#### Directions for this task
Copy exactly, and only, the lines from the line containing "Where can the black" through the last line of the records below, both included.

(Excerpt from a dataset)
──────────
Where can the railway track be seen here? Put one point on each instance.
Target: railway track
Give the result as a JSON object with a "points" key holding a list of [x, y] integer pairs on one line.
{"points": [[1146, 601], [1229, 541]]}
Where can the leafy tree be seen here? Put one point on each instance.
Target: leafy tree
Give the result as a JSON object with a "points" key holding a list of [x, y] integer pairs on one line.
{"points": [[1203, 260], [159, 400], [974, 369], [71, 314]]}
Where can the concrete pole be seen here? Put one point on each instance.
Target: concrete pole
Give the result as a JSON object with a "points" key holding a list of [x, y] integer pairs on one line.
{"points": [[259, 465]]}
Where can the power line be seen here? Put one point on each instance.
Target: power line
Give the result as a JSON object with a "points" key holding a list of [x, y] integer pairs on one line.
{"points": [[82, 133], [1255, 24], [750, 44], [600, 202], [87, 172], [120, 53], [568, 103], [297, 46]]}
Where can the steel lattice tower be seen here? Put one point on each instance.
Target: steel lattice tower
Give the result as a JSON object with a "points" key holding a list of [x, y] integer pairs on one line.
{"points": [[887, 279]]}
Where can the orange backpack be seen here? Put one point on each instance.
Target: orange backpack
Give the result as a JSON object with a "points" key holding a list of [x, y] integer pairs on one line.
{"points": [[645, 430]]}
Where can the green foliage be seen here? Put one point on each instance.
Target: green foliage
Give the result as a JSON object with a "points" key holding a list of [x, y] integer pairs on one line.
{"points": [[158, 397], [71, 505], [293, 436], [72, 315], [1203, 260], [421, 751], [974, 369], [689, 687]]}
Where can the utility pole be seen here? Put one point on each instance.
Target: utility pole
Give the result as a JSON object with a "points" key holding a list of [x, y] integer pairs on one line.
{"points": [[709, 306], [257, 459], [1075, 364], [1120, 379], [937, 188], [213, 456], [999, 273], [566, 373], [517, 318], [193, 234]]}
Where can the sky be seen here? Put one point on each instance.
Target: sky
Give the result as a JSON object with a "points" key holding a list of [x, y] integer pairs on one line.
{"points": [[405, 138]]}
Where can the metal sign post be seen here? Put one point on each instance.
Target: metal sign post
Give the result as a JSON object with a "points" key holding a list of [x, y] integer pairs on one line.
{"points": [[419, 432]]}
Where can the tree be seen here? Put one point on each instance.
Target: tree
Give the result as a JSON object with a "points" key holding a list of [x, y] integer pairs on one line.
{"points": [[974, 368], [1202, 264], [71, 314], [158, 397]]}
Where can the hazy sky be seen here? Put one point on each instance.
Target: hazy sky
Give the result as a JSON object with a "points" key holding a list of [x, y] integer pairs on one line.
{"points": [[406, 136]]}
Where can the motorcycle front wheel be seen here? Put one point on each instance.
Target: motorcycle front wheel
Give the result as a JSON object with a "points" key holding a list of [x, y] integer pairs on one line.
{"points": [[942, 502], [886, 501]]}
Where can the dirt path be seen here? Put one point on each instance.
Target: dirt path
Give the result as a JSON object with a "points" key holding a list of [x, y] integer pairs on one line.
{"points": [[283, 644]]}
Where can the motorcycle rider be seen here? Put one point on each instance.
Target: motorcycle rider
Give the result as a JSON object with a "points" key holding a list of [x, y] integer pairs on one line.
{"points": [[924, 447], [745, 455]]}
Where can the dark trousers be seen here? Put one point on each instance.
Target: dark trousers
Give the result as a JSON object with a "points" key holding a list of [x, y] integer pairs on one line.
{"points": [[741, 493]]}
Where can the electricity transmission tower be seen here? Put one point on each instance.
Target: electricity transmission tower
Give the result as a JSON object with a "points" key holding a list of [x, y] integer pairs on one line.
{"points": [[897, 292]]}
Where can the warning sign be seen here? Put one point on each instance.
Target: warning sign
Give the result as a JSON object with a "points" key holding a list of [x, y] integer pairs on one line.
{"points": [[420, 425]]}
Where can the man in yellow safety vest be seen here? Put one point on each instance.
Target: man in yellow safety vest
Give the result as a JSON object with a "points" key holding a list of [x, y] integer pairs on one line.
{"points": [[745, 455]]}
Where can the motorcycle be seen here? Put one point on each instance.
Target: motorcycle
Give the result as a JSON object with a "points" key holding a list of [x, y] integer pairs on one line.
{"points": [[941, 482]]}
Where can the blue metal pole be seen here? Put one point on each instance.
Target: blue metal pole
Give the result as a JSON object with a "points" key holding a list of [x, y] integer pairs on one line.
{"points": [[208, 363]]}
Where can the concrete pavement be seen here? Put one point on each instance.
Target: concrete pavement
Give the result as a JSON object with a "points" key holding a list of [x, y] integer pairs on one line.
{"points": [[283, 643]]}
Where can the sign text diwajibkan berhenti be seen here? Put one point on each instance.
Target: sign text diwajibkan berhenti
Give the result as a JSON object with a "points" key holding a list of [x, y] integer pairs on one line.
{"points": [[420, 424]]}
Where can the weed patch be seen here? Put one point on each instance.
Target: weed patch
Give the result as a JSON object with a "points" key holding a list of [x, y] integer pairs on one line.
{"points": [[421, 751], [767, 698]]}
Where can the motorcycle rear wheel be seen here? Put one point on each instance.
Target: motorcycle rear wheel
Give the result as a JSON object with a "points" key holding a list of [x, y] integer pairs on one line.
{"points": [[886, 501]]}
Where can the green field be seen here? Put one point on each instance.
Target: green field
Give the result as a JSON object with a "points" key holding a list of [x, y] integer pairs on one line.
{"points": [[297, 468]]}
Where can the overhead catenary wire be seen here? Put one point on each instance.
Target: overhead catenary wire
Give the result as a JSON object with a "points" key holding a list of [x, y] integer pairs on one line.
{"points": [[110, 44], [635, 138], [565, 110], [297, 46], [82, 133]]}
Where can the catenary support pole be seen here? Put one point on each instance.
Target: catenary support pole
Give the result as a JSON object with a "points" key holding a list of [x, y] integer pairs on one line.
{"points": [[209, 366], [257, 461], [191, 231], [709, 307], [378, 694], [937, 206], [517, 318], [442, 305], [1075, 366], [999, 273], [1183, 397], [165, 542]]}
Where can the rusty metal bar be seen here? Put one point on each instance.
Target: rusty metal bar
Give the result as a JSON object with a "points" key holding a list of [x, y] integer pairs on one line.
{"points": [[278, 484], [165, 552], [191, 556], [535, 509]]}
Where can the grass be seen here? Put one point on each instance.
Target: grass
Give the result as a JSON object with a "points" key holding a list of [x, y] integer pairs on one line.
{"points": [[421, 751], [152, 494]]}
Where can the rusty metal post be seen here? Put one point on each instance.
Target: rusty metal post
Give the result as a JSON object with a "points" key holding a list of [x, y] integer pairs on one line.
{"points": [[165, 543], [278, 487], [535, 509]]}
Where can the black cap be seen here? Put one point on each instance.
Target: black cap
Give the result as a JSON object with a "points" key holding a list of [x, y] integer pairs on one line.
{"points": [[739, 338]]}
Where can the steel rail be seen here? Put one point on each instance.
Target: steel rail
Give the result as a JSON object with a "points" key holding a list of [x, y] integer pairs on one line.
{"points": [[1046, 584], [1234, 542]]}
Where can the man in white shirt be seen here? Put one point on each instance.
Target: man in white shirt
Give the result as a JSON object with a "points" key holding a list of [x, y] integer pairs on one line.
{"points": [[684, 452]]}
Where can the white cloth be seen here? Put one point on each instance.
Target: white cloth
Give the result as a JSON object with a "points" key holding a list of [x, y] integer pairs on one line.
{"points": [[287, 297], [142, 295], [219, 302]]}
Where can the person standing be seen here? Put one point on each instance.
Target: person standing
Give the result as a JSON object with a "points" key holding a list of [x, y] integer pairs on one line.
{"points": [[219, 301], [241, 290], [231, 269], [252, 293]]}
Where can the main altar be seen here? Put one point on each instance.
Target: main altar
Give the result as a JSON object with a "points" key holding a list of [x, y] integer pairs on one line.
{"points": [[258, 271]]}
──────────
#### Exercise output
Where can the black cap be seen here? Put one point on each instance.
Target: black cap
Give the result as a JSON object with a "points" key holding a list of [x, y] integer pairs on one line.
{"points": [[739, 338]]}
Where can the steel rail be seen here? Put one point on each instance.
Target: steel rail
Give the result as a JSON object with a "points" key holding a list of [x, y] integer pairs on one line.
{"points": [[1046, 584], [1234, 542]]}
Where can the man in white shirt be seen here? Put one point on each instance.
Target: man in white shirt
Give the result as a JSON object with a "points" key holding a list of [x, y] integer pairs on one line.
{"points": [[684, 452]]}
Where can the white cloth be seen here? Put one point on each instance.
Target: white cloth
Give the result as a JSON object with a "points" key holding a list of [x, y] integer pairs on one line.
{"points": [[287, 297], [142, 295], [219, 302]]}
Where can the person standing be seen here? Put one point on each instance.
Target: person standing
Give the result as a JSON object with a "points" key holding a list of [x, y] integer pairs on one line.
{"points": [[219, 301], [241, 290], [231, 269], [252, 293]]}
Where can the main altar be seen here? Put one point on each instance.
Target: main altar
Give the result as a JSON object with a "points" key holding a list of [x, y] integer pairs on one line.
{"points": [[258, 271]]}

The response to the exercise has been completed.